▼
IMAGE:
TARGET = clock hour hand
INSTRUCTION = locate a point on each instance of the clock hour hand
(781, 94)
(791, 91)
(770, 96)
▲
Please rewrite the records above, replacing "hour hand" with "minute hand" everywhere it appears and leaving everything else unchanged.

### EXERCISE OUTPUT:
IMAGE:
TARGET = clock minute hand
INSTRUCTION = locate a point on each instance of the clock minute hand
(781, 94)
(791, 91)
(770, 96)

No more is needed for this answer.